- **EXTRAIT DU DOCUMENT**
════════

Le mesme jour M. le duc d'Orleans envoya un de ses gardes à Dammartin et à d'autres terres de M. le Prince scituées aux environs de Chantilly, avec des ordres bien precis pour faire desloger les trouppes qui estoint et y commettoint des ravages extraordinaires. L'on a envoyé à Chantilly la semaine passée M. de Bragelonne, enseigne des gardes du corps, pour y faire inventaire de tout ce qui y estoit appartenant à Mme la Princesse. Le mesme jour on eut advis de Bourdeaux du 5 que M. d'Espernon avoit envoyé dans les terres de M. de la Force pour y observer leurs desseings, dans l'aprehension qu'il avoit qu'ilz ne prissent le party des Bourdelois; lesquelz voyant le peu de satisfaction que leurs depputtés recoivent icy, menacent d'accepter les offres que leur faisoint plusieurs personnes de condition qu'on ne nommoit pas, de leur ayder à chasser ce duc de la province. Leur deputtés receurent par la mesme voye des ordres fort precis d'insister à force d'importunités sur l'exclusion de ce duc, à peyne de privation de leurs charges, à quoy ilz travaillent maintenant; mais le jurat nommé Constant, deputté de la Ville, a presenté ses remonstrances par escrit sans les autres deputtés, dans lesquelles il ne faict point de mention de cette exclusion, dont les autres pretendent qu'il sera desadvoué.

De Provence on eut nouvelles que la peste commençoit à cesser dans Aix; que l'on faisoit bonne garde à Marseille, sur l'avis qu'on avoit des preparatifs de l'armée navalle des Espagnolz; et que M. de la Varenne en estoit sorty et s'estoit retiré dans Thoulon. L'abolition qu'on donne à MM. de Marseille de tout ce qui se passa [pendant] la rumeur arrivée lors de l'eslection des consulz, et ensuitte lors que le cappitaine des gardes du comte d'Alais y feut tué, [fut] scellée avant hier.

Le 11 arriva icy un gentilhomme envoyé par MM. de la Force, lequel asseura Leurs M. de la part de ces messieurs qu'ilz n'avoint jamais eu la pensée de faire aucune chose contre le service du Roy ny prendre le party des Bourdelois.

/216/ Le duc de la Rochefoucaut ce [se] tient dans sa maison en Poictou avec quelque noblesse qui l'escorte partout lorsqu'il sort. M. de Cominges est avec ses troupes aux environs pour l'observer, et le mareschal de la Mesleraye en sa maison de la Mesleraye [Meilleraye], qui n'en est pas loing.

Le mesme jour la Grande Chambre, l'Edit, et la Tournelle s'estant assemblés, veriffierent l'amnistie generale de ce qui s'estoit passé à Paris le xi decembre, lors que le marquis de la Boulaye voulu faire prendre les armes. Le livre du Ministere du feu cardinal de Richelieu feut bruslé le mesme jour de la main du bourreau.

════════

- **ENTRÉES FOURNIES**

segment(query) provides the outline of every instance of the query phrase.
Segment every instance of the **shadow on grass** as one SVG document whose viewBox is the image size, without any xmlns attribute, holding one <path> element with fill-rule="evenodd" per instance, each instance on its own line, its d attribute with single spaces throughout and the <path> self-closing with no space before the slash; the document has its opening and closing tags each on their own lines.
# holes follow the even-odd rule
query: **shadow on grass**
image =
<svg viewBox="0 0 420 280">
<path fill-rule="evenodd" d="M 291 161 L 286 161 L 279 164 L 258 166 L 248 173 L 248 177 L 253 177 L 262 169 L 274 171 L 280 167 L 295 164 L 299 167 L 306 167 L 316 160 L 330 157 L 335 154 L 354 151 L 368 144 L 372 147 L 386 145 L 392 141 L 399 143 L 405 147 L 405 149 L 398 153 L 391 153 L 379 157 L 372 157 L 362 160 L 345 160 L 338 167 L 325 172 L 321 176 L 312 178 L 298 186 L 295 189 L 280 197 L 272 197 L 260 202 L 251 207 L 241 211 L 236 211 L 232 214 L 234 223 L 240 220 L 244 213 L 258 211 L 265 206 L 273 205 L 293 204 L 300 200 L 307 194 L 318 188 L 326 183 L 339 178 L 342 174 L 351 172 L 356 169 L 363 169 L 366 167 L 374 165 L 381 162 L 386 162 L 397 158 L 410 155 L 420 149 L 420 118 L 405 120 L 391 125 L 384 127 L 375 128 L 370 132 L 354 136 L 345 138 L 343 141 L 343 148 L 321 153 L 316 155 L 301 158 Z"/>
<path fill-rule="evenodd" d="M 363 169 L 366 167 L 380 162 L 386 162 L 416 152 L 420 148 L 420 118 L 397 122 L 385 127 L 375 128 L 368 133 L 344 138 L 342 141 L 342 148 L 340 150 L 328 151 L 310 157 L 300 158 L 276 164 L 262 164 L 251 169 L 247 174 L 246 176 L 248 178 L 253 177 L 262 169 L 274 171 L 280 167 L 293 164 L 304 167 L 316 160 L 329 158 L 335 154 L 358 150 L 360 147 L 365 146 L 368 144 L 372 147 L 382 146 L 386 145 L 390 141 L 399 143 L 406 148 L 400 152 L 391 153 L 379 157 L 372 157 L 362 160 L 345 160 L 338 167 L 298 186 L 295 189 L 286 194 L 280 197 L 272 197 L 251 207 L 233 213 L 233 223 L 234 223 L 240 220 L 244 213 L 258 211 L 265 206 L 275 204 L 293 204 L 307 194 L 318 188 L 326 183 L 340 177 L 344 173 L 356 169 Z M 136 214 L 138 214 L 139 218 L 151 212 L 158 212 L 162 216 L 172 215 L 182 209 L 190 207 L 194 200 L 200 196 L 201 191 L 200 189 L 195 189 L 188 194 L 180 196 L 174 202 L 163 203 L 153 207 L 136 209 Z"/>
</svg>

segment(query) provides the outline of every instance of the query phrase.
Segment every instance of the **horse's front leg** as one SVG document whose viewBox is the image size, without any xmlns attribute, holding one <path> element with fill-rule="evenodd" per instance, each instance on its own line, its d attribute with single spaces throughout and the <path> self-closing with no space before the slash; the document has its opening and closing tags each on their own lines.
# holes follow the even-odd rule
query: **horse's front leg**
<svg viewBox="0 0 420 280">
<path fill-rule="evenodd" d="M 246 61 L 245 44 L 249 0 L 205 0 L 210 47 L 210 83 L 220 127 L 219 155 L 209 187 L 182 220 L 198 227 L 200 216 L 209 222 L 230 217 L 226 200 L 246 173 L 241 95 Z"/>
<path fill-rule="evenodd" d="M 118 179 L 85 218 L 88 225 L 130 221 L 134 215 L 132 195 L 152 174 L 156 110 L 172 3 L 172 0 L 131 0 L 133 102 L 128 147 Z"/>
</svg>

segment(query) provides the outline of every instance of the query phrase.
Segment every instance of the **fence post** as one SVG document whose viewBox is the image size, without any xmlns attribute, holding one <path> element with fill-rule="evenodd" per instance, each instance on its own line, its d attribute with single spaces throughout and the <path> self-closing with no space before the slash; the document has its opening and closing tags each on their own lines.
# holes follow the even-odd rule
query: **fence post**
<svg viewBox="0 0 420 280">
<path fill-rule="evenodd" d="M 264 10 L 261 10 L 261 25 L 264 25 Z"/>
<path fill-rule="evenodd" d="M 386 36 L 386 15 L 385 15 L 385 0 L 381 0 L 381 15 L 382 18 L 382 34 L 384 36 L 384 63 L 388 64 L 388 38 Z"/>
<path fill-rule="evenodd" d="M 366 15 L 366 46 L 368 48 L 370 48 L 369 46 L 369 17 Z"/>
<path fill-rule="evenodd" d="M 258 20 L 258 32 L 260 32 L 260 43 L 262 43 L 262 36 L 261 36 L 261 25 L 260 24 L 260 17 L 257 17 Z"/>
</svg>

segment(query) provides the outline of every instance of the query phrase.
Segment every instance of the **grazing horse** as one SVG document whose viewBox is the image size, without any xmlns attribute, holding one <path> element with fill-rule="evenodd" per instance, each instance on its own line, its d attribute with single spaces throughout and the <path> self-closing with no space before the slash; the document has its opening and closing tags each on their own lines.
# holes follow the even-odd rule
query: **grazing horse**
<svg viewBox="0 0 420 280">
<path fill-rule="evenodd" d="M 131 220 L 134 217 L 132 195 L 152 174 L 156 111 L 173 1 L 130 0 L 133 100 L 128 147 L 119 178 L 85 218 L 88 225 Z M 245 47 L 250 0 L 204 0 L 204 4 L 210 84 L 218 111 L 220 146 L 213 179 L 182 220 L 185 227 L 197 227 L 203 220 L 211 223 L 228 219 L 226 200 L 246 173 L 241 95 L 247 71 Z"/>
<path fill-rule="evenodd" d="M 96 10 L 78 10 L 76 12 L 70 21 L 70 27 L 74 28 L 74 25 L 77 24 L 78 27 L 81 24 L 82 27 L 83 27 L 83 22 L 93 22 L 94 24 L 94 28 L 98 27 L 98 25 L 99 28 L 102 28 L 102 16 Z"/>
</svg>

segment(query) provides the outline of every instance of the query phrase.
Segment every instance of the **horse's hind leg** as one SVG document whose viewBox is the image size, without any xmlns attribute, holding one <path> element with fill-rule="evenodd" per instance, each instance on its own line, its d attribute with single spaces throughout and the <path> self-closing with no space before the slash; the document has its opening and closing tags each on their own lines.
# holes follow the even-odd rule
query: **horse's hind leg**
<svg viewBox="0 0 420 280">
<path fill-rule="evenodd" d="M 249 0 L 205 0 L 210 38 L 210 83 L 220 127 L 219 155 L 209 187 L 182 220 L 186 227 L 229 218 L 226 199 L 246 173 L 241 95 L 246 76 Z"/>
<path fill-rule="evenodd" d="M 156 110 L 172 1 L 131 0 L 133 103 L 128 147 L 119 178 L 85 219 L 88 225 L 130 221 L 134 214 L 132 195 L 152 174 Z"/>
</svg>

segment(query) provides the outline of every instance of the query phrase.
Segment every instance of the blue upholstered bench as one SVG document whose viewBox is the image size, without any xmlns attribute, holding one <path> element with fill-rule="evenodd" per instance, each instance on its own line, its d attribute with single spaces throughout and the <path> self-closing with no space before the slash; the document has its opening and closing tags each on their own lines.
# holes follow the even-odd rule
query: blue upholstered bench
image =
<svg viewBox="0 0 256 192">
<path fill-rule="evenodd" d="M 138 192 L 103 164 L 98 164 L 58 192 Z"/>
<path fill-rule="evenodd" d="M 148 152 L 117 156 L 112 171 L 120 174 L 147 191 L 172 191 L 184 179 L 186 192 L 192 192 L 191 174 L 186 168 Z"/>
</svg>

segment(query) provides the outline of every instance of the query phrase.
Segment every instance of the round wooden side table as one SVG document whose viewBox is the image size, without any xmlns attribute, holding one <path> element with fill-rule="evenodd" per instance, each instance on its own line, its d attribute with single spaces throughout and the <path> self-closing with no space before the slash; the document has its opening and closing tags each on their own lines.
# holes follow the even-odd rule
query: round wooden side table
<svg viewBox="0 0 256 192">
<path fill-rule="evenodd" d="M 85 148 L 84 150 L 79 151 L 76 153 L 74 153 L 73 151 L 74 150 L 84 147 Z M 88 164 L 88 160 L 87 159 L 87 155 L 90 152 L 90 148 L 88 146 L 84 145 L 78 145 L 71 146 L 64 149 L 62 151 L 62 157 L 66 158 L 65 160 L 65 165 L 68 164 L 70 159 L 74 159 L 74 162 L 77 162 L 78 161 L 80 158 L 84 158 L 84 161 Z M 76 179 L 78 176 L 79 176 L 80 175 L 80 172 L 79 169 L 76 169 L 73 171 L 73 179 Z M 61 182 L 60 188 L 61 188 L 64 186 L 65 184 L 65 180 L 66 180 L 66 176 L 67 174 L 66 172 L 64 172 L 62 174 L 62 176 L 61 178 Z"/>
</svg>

════════

Dans l'extrait, nommez toutes les chambres qui s'assemblèrent pour vérifier l'amnistie générale. Les enregistrements ont une autre origine que l'extrait.

La Grande Chambre, l'Edit et la Tournelle.